> Problem requirements: The result should be a full, exact repeat of the entries, free of pictures.

> Entries provided:
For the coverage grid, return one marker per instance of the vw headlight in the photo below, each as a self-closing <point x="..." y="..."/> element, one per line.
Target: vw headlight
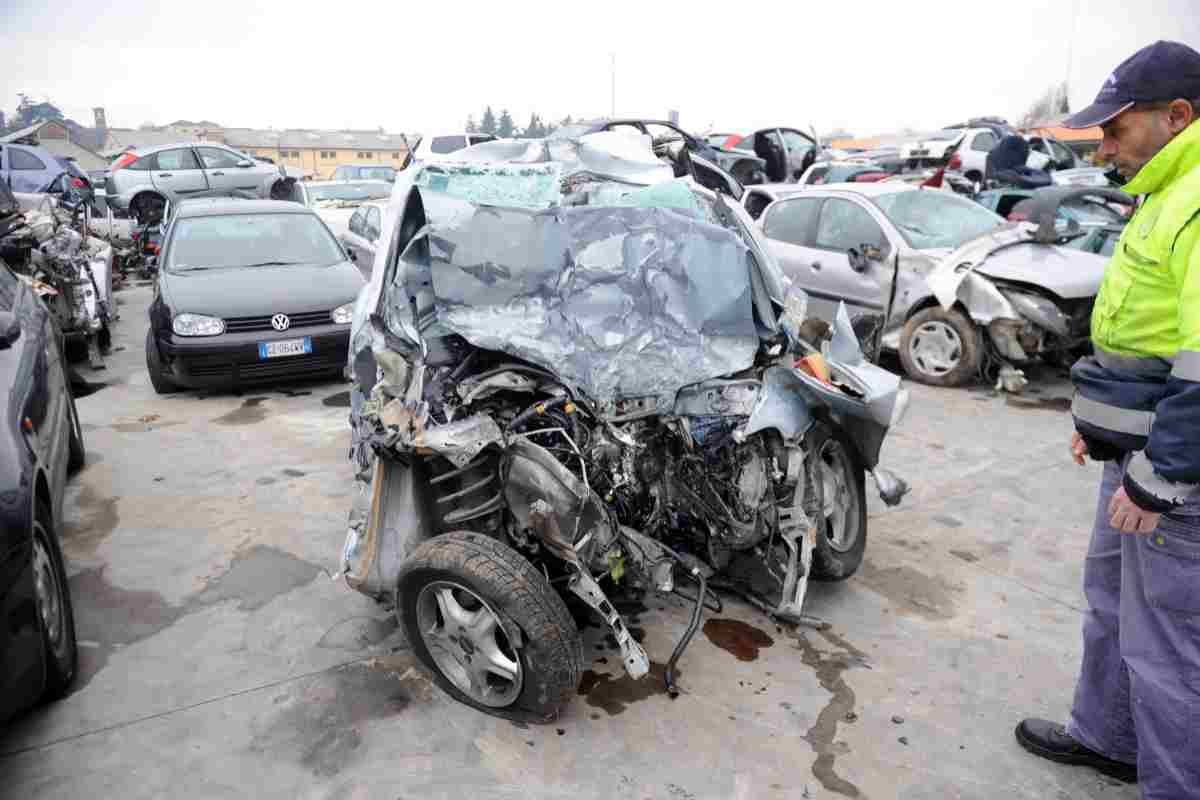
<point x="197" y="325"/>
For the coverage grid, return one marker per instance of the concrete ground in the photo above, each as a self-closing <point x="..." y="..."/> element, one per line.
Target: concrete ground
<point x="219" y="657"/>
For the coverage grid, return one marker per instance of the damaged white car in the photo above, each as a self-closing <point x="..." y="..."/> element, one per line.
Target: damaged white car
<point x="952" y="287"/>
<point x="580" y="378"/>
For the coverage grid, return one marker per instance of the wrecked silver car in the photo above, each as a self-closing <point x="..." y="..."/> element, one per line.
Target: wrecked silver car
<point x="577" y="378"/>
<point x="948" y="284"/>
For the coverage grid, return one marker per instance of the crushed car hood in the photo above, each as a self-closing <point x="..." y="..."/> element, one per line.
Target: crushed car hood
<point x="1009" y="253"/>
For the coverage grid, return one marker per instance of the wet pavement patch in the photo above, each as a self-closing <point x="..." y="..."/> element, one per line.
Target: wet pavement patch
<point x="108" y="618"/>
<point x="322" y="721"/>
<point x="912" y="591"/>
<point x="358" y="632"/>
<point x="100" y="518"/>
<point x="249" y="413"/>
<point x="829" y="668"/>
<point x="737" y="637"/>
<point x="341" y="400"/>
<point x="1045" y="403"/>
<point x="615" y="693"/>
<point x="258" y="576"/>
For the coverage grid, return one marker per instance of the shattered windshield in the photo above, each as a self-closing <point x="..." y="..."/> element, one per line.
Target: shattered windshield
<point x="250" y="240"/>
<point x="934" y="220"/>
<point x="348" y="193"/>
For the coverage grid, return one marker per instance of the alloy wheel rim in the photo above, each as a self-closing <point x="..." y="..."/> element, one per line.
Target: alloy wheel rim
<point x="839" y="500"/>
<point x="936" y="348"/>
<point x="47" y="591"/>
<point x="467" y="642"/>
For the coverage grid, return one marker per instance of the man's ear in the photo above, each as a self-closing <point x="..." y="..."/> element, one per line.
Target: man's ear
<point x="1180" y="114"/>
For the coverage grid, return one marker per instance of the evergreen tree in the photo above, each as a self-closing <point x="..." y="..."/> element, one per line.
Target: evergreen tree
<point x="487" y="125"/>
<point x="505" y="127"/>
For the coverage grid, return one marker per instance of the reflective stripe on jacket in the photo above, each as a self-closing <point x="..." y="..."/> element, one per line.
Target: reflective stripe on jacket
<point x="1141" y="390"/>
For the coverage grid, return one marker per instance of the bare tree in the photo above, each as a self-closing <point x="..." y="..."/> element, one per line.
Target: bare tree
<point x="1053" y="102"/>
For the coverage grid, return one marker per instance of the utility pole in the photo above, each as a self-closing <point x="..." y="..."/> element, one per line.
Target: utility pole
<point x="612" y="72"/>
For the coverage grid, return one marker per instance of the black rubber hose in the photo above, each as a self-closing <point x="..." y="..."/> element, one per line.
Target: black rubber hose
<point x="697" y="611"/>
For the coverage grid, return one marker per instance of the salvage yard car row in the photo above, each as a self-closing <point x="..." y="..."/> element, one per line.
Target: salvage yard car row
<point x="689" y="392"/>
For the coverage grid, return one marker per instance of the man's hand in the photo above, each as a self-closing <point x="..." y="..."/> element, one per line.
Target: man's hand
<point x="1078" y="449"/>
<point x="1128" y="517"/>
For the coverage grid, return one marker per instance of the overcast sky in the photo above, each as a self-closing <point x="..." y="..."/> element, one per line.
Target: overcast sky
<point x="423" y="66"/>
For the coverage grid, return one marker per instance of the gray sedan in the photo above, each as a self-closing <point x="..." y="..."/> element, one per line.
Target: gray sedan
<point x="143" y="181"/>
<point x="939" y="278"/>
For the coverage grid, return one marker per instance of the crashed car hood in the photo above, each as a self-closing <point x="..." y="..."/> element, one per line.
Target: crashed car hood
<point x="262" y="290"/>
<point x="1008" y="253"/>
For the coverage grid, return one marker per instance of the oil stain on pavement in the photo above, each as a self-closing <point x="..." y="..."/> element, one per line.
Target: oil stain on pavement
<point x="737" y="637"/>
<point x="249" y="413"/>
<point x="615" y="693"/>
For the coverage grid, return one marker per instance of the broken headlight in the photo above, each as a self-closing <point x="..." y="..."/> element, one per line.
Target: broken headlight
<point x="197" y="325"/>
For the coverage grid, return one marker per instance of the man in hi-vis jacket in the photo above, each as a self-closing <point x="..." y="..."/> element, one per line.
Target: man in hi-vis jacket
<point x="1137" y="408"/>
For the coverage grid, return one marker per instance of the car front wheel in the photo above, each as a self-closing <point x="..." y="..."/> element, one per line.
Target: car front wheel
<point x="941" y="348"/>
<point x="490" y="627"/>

> Output of the task:
For the coverage grid, return one marker per instance of the vw headlight in the photo below, each as a self-closing <point x="..." y="..."/> element, one per line.
Target: vw headlight
<point x="197" y="325"/>
For the coverage grid, return one marker per instance of the concrete ground in the photo above, each as a self-closing <point x="..." y="..."/> element, one per line.
Target: concrete ground
<point x="219" y="657"/>
For the coverage grid, return one marker per instance of the damaged white car in the photo above, each as a self-closing <point x="..." y="..."/> element, one per line.
Target: damaged white car
<point x="952" y="287"/>
<point x="580" y="378"/>
For the coverage grid, return one marker per instance of the wrecked silver car in the photo above, each as a self-closing <point x="..." y="..."/> element, one per line.
Target: wrecked silver car
<point x="577" y="378"/>
<point x="948" y="284"/>
For the coverage grid, return one marker per instance of the crushed car hood in the photo above, each as a self-closing <point x="..." y="..."/> element, one per line.
Target: crushed car hood
<point x="1009" y="253"/>
For the coverage grid, return one marker per instance of the wet pavement patch in the photo above, each as a self-closing <point x="..." y="..."/> element, one per line.
Target: wet pavement patch
<point x="108" y="618"/>
<point x="322" y="721"/>
<point x="912" y="591"/>
<point x="358" y="632"/>
<point x="100" y="518"/>
<point x="249" y="413"/>
<point x="829" y="668"/>
<point x="737" y="637"/>
<point x="341" y="400"/>
<point x="1045" y="403"/>
<point x="615" y="693"/>
<point x="258" y="576"/>
For the coverage grid, return one marker per instance of the shattered windshield in the photo above, each as a self-closing <point x="..." y="..."/> element, one per line.
Target: shattered windshield
<point x="250" y="240"/>
<point x="934" y="220"/>
<point x="348" y="193"/>
For the coverage grid, return one marker per instance of the alloy wheel rim in the photo above, each as a self-closing <point x="..." y="..."/> element, one per line.
Target: alloy wheel rim
<point x="839" y="500"/>
<point x="936" y="348"/>
<point x="47" y="591"/>
<point x="467" y="642"/>
For the coverage grid, return one marker per instance of the man's ear in the photo above, each as a self-closing <point x="..." y="..."/> element, one per line.
Target: man's ear
<point x="1180" y="114"/>
For the coverage grid, return one marker per instance of the evergreen tree in the photo above, each as a self-closing <point x="..." y="..."/> element, one per line.
Target: evergreen tree
<point x="487" y="125"/>
<point x="505" y="127"/>
For the coverage grid, return one marker per instance of the reflective stripe on jacket in the photo above, each as a self-closing <point x="..." y="..."/> element, one per line.
Target: reflective stripe on jacket
<point x="1141" y="390"/>
For the coverage grid, return one marker per instance of the bare tree in the photo above, each as a self-closing <point x="..." y="..."/> element, one per line.
Target: bare tree
<point x="1053" y="102"/>
For the coverage grid, return one marker per instance of the utility pole in the photo above, each as a self-closing <point x="..." y="..."/> element, one per line.
Target: utility pole
<point x="612" y="72"/>
For the coverage grid, return one marker per instance of the black rubber hose in the photo above, each as a self-closing <point x="..." y="..."/> element, one per line.
Target: black rubber hose
<point x="697" y="611"/>
For the coverage grid, return one marker per instance of the salvage yard car row in the photo above, each as a self-closing <point x="..." y="..."/> element, one per line.
Target: salvage yard car row
<point x="689" y="392"/>
For the coverage grid, return one marker per instance of the man's hand in the photo above, each as a self-closing <point x="..." y="..."/> element, one per line.
Target: man's hand
<point x="1078" y="449"/>
<point x="1128" y="517"/>
For the coverage grid, return one marker per instance of the overcast sky in the photo above, each as a self-closing <point x="..." y="..."/> element, one per line.
Target: overcast sky
<point x="423" y="66"/>
For the coverage grid, return one marker per instance of the gray sedan in the photo above, each as a self-closing <point x="..." y="..."/> element, one per line.
Target: gray sedan
<point x="143" y="181"/>
<point x="939" y="278"/>
For the coverage grid, return one marker per instance of the crashed car hood in the photo above, each as a self-closing <point x="..." y="..."/> element, one per line.
Target: crashed car hood
<point x="262" y="290"/>
<point x="1008" y="253"/>
For the coverage grid, return one marker per instance of the oil stain on pavement in the photo above, each as a self-closing <point x="..." y="..."/> element, one per line.
Target: oil stain on pavement
<point x="737" y="637"/>
<point x="249" y="413"/>
<point x="615" y="693"/>
For the coverage grid, return one marker per instance of the broken headlight in the photo above, each as a self-closing <point x="..." y="..."/> element, one per line.
Target: broken headlight
<point x="197" y="325"/>
For the coverage grid, return one marker per instance of the man in hi-vis jacket in the photo above, each as a self-closing <point x="..." y="..."/> element, one per line.
Target: man in hi-vis jacket
<point x="1137" y="408"/>
For the coverage grid, return one marker per instance of the car front wheel in the photo above, each as a self-closing <point x="..." y="..."/> element, one per line.
Target: car front wheel
<point x="941" y="348"/>
<point x="490" y="627"/>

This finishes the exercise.